しかしながら、以上のような背景技術には次のような不都合がある。まず、従来のフォトリソ工法を用いたコモンモードチョークコイル構造は、ポリイミド等の永久レジストをコイル層間(導体パターン間)に用いるために、誘電率の低い材料を形成することができないという不都合がある。また、前記特許文献1に記載の技術では、対向するコイル層間のみならず、同一面内で隣接する導体間にも空間が存在しているため、全体として空間が多く、周囲温度変化により空間内に存在する気体が膨張収縮し、その応力によって素子の破壊や特性のドリフトが生じたり、更には空間内の内圧変化による呼吸作用により周囲の湿り空気が浸入し、素子の破壊や素子の絶縁不良等を生じたりするなど、製品の信頼性が低いという不都合がある。更に、前記図24に示したアンテナ素子構造では、導体パターン324のアスペクト比(図24(B)のH/W)を高くすることが困難である。また一般的に、アンテナの高効率化のためには低抵抗配線を必要とし、これを達成するために高アスペクト比の導体層を形成する。しかし、図24に示す素子構造で導体パターンを高アスペクト比にすると、導体パターンが空気中にせり出すのみである。従って、この導体パターンを高アスペクト比化しても、磁性体や誘電体から離れるのみであり、波長短縮効果の恩恵が薄れてしまう。

提供データ>
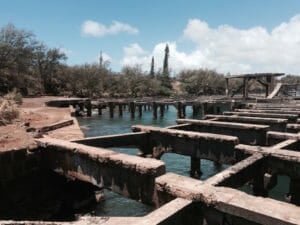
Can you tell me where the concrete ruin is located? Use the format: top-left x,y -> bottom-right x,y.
0,96 -> 300,225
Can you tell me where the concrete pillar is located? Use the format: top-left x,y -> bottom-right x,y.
159,105 -> 165,118
214,162 -> 222,171
152,102 -> 157,119
190,157 -> 202,178
182,105 -> 186,118
78,103 -> 84,112
192,104 -> 198,117
138,105 -> 143,118
202,102 -> 208,116
85,101 -> 93,117
290,178 -> 300,205
177,102 -> 183,119
243,77 -> 249,99
129,102 -> 135,119
98,105 -> 102,116
252,172 -> 268,197
225,78 -> 229,97
108,102 -> 115,118
119,104 -> 123,117
266,76 -> 273,97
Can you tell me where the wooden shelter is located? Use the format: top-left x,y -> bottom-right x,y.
225,73 -> 284,99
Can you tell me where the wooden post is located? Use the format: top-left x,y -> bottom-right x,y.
152,102 -> 157,119
98,105 -> 102,116
159,104 -> 165,118
253,171 -> 268,197
289,178 -> 300,205
266,76 -> 272,97
138,105 -> 143,118
190,157 -> 202,178
177,102 -> 182,119
225,78 -> 229,97
182,104 -> 186,118
243,77 -> 249,99
108,102 -> 114,118
85,101 -> 93,117
129,102 -> 135,119
119,104 -> 123,117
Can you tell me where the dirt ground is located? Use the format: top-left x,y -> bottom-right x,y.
0,97 -> 83,151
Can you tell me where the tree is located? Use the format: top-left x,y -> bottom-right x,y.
150,56 -> 155,79
159,44 -> 172,90
163,44 -> 169,76
0,24 -> 37,93
36,44 -> 66,95
179,69 -> 225,95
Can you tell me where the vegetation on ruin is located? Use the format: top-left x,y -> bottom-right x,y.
0,24 -> 299,97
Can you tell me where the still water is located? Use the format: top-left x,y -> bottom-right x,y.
78,106 -> 224,216
78,106 -> 289,216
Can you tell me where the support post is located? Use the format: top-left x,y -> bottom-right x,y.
85,101 -> 93,117
290,178 -> 300,205
98,105 -> 102,116
119,104 -> 123,117
138,105 -> 143,118
108,102 -> 114,118
129,102 -> 135,119
177,102 -> 182,119
225,78 -> 229,97
152,102 -> 157,119
253,172 -> 268,197
243,77 -> 249,99
182,104 -> 186,118
190,157 -> 202,178
159,104 -> 165,118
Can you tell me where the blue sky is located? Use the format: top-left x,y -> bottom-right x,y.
0,0 -> 300,73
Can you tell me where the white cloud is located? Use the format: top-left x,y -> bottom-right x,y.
59,47 -> 73,56
121,15 -> 300,74
92,52 -> 113,63
81,20 -> 139,37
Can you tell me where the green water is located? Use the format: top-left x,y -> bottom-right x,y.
78,106 -> 224,216
78,106 -> 287,216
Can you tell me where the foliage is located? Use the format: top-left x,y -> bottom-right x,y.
0,90 -> 22,125
281,75 -> 300,84
178,69 -> 225,95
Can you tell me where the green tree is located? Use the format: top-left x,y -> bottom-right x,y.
150,56 -> 155,79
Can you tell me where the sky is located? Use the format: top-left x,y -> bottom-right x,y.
0,0 -> 300,74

練習問題>
[1] 出典文に基づき、次の問いに答えてください。
(a) 従来のフォトリソ工法では、コイル層間に用いる永久レジストの例として何が挙げられていますか。
(b) 特許文献1に記載の技術では、周囲温度変化によって何が膨張収縮するとされていますか。
(c) アンテナの高効率化のために一般的に必要とされるものは何ですか。
[2] エントリの冒頭から書き始め、「0,96 -> 300,225」を含む行で終えて、そのまま書き写してください。画像は省いてください。
出典文とエントリの間に関連はありません。

解答例>
[1]
(a) ポリイミド
(b) 空間内に存在する気体
(c) 低抵抗配線

[2]
Can you tell me where the concrete ruin is located? Use the format: top-left x,y -> bottom-right x,y.
0,96 -> 300,225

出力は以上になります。